### Document passage
________________________________________

-------------------------------------------------------
- Wiley Winters
- MSDS 686 Deep Learning
- Week 7-8 Kaggle Project&nbsp;&mdash;&nbsp;Brain Tumor Classification
- 2025-MAR-09
--------------------------------------------------------

## Requirements

----------------------------------------------
### Required for 80%
Complete project on *kaggle.com* using the skills learned in the <u>Deep Learning</u> class.  The following are required:
- Show/plot sample images or data with labels
- Include at least on of the following
  - Convolution
  - Max Pooling
  - Batch Normalization
  - Dropout
  - LSTM
  - TF-IDf
- Use validation data
- Evaluate model on test data

-------------------------------------------
## Additional for another 20%
- Use data augmentation
- Use at least one of the following:
  - Kernels
  - Activation functions
  - Loss functions
  - Libraries
  - Methods
- Learning rate optimization
- Functional API model
- Transfer learning with or without trainable parameters
- Confusion matrix and / or ROC plots
- Plots of accuracy/loss vs epochs
- Show/plot sample incorrect prediction with labels and correct label

----------------------------------------------------------------
<a name='imports'></a>
## 1.0 <span style='color:blue'>|</span> Load Libraries and Packages

In [None]:
# General Imports
import numpy as np
import pandas as pd
import matplotlib.pyplot as plt
import seaborn as sns
import os, logging, random

# Data prep and model scoring
from sklearn.model_selection import train_test_split
from sklearn.metrics import confusion_matrix, accuracy_score

# TensorFlow likes to display a lot of debug information
# on my home system
# I will squash the messages
os.environ['TF_CPP_MIN_LOG_LEVEL'] = '3'
logging.getLogger('tensorFlow').setLevel(logging.FATAL)

# tensorflow and keras' API
import tensorflow as tf
from tensorflow import keras

# Model building
from tensorflow.keras import backend, optimizers, regularizers
from tensorflow.keras.models import Model, Sequential
from tensorflow.keras.utils import plot_model
from tensorflow.keras.layers import Input, Dense, Dropout, Flatten, Rescaling
from tensorflow.keras.layers import Conv2D, MaxPooling2D, BatchNormalization
from tensorflow.keras.preprocessing.image import ImageDataGenerator

# Model architecture visualization
from visualkeras import layered_view

# Model training
from tensorflow.keras.callbacks import EarlyStopping, ReduceLROnPlateau
from tensorflow.keras.metrics import Precision, Recall, AUC

# Make plots have guidelines
plt.style.use('ggplot')

# Squash Python warnings
import warnings
warnings.filterwarnings('ignore')

________________________________________

[Collection entries]
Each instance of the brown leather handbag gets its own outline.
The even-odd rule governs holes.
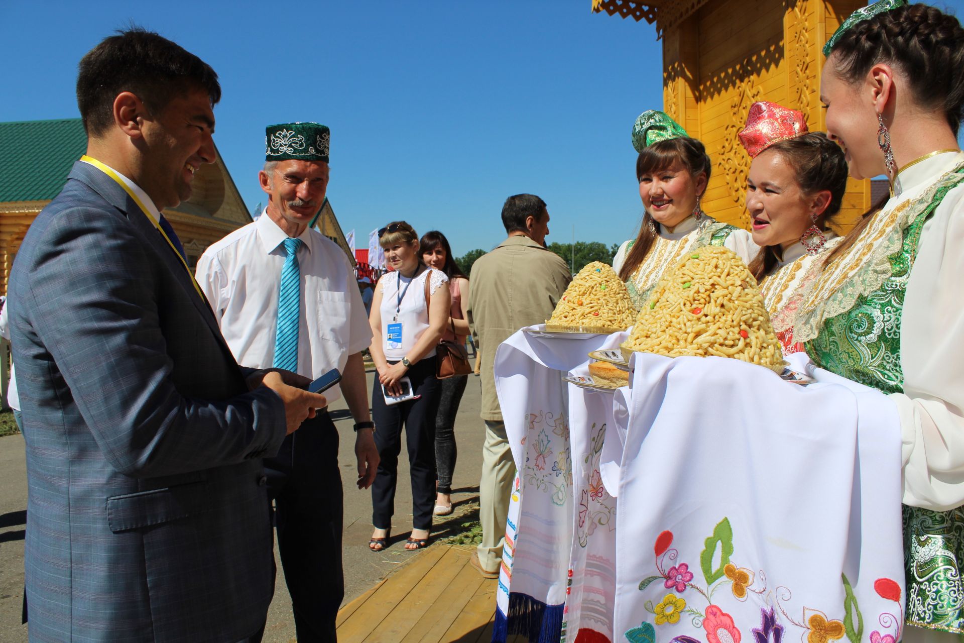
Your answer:
[[[429,294],[429,279],[431,275],[425,276],[425,310],[430,309],[431,295]],[[452,335],[455,335],[455,322],[452,324]],[[458,336],[458,335],[456,335]],[[444,380],[456,375],[469,375],[472,372],[472,366],[469,363],[469,351],[465,343],[455,341],[445,341],[442,339],[435,348],[435,376],[437,379]]]

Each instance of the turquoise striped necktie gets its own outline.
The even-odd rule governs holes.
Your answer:
[[[278,288],[278,333],[275,335],[275,367],[298,370],[298,316],[301,311],[301,269],[298,249],[301,239],[284,240],[287,258],[281,267],[281,283]]]

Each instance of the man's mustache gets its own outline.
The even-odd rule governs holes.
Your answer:
[[[288,201],[288,207],[316,207],[316,203],[313,201],[296,199],[295,201]]]

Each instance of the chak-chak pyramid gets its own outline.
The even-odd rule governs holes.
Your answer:
[[[632,326],[635,317],[626,284],[611,266],[593,261],[566,288],[546,330],[613,333]]]
[[[757,280],[736,253],[711,246],[663,275],[622,348],[627,359],[630,351],[715,355],[784,369]]]

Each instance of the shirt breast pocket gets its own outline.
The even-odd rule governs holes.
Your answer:
[[[348,294],[335,290],[318,291],[318,335],[322,339],[347,346],[351,334]]]

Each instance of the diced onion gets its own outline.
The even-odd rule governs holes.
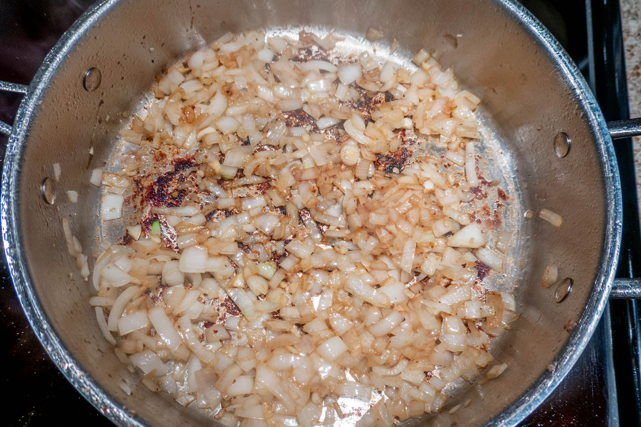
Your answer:
[[[563,223],[563,218],[561,215],[549,209],[541,209],[538,216],[554,227],[561,227],[561,224]]]

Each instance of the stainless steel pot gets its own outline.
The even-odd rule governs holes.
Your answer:
[[[1,219],[12,277],[33,330],[69,380],[116,424],[212,424],[203,413],[137,385],[101,334],[87,303],[89,287],[70,275],[76,268],[64,247],[60,218],[69,218],[85,253],[98,252],[99,238],[108,230],[97,219],[100,193],[88,184],[88,171],[115,155],[112,143],[124,125],[119,114],[144,104],[163,65],[228,31],[325,28],[358,39],[370,26],[385,30],[377,44],[386,49],[392,39],[399,40],[399,58],[420,47],[434,49],[442,65],[453,67],[459,81],[481,95],[479,114],[494,130],[487,141],[496,150],[492,176],[504,180],[514,199],[505,225],[518,230],[514,261],[508,275],[494,284],[515,286],[521,313],[492,350],[509,368],[482,389],[462,384],[451,391],[446,408],[468,399],[470,404],[428,418],[429,423],[517,424],[572,367],[608,295],[641,294],[635,280],[615,284],[610,294],[622,207],[606,124],[575,65],[522,6],[510,0],[410,0],[401,5],[382,0],[108,0],[76,21],[28,88],[0,86],[26,94],[13,127],[0,125],[10,134]],[[623,129],[629,124],[613,125],[613,134],[629,136],[633,132]],[[572,145],[562,157],[554,149],[562,132]],[[562,136],[556,140],[565,141]],[[53,163],[62,171],[57,183],[45,181],[53,174]],[[79,192],[78,204],[62,200],[66,189]],[[553,229],[522,216],[543,207],[561,214],[563,226]],[[571,281],[542,287],[542,271],[549,264]]]

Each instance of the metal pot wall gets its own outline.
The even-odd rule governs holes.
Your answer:
[[[102,337],[87,302],[89,286],[70,275],[76,267],[64,248],[60,218],[73,224],[86,254],[96,255],[99,236],[109,232],[97,219],[101,193],[89,184],[88,174],[115,152],[112,143],[124,125],[117,115],[144,104],[150,83],[164,65],[228,31],[331,28],[362,38],[370,26],[385,30],[377,42],[381,46],[399,40],[402,49],[395,54],[411,57],[421,47],[435,49],[441,64],[453,67],[459,81],[482,97],[480,117],[495,131],[488,141],[495,149],[492,172],[508,182],[513,199],[504,224],[516,232],[512,265],[495,286],[513,287],[521,316],[492,350],[509,369],[483,385],[482,394],[461,384],[449,393],[447,408],[468,399],[470,404],[428,419],[435,425],[514,425],[578,358],[613,286],[622,221],[619,172],[608,127],[587,85],[526,10],[508,0],[412,0],[402,7],[382,0],[112,0],[81,17],[28,88],[0,86],[26,93],[13,128],[2,124],[0,131],[10,134],[2,227],[19,298],[60,370],[117,424],[212,423],[169,395],[137,385],[137,377]],[[452,44],[453,35],[459,34]],[[613,125],[613,134],[629,136],[634,131],[624,128],[630,125]],[[564,154],[563,147],[555,150],[554,145],[555,138],[563,142],[556,138],[562,132],[571,141],[563,157],[557,154]],[[58,182],[45,181],[52,176],[53,163],[61,166]],[[79,191],[78,204],[63,200],[66,189]],[[52,191],[58,196],[53,204]],[[544,207],[562,214],[563,226],[553,229],[523,217],[526,211]],[[571,280],[542,287],[542,272],[550,264]],[[615,288],[612,294],[618,297],[641,293],[634,281]]]

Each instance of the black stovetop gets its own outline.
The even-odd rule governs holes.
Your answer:
[[[47,52],[89,0],[3,0],[0,6],[0,80],[28,85]],[[619,5],[616,0],[522,0],[559,40],[590,83],[608,120],[629,117]],[[20,97],[0,93],[0,120],[13,121]],[[0,158],[6,137],[0,134]],[[641,275],[631,141],[615,141],[624,198],[624,239],[617,276]],[[31,332],[16,298],[6,261],[0,262],[0,360],[3,424],[111,426],[67,382]],[[520,425],[641,426],[641,311],[613,301],[576,366]]]

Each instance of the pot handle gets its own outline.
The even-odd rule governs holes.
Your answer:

________________________________________

### Exercises to complete
(a) Answer these about the brain tumor classification notebook:
(i) What date appears in its header?
(ii) Which plot style does it tell matplotlib to use?
(iii) Which environment variable does it set to '3'?
(b) Please carry on the brain tumor classification notebook from its last line.
None of this material is needed here.

### Your written answers
(a)
(i) 2025-MAR-09
(ii) ggplot
(iii) TF_CPP_MIN_LOG_LEVEL

(b)
<a name='random'></a>
### 1.1 <span style='color:blue'>|</span> Set Random Seed for Reproducibility

In [None]:
tf.keras.utils.set_random_seed(42)
tf.random.set_seed(42)
np.random.seed(42)
random.seed(42)

<a name='global'></a>
### 1.2 <span style='color:blue'>|</span> Declare Global Variables

In [None]:
# Define training and testing image directories
home_dir = '/home/wiley'
trn_dir = home_dir+'/regis/dataScience/kaggleProject/images/data/training'
tst_dir = home_dir+'/regis/dataScience/kaggleProject/images/data/testing'

# Define classes
classes = ['negative', 'positive']

# Image size and shape
img_size = (224, 224)
img_shape = (224, 224, 3)

# Number of classes
num_classes = 2

# Declare batch size
batch_size = 64

<a name='functions'></a>
## 2.0 <span style='color:blue'>|</span> Define Functions

---------------------------------------------------------------
<a name='load_df'></a>
### 2.1 <span style='color:blue'>|</span> Load DataFrames
- Join image filename and path information
- Create labels from class directory names
- Create dataframe
- Randomize dataframe rows

In [None]:
def load_dataframe(path):
    # Derive image file paths and labels from directory structure
    labels, paths = zip(*[(label, os.path.join(path, label, image))
                        for label in os.listdir(path)
                        if os.path.isdir(os.path.join(path, label))
                        for image in os.listdir(os.path.join(path, label))])

    # Create DataFrame
    df = pd.DataFrame({'paths': paths, 'labels': labels})
    
    # Randomize rows to help eliminate bias
    df = df.sample(frac=1, random_state=42).reset_index(drop=True)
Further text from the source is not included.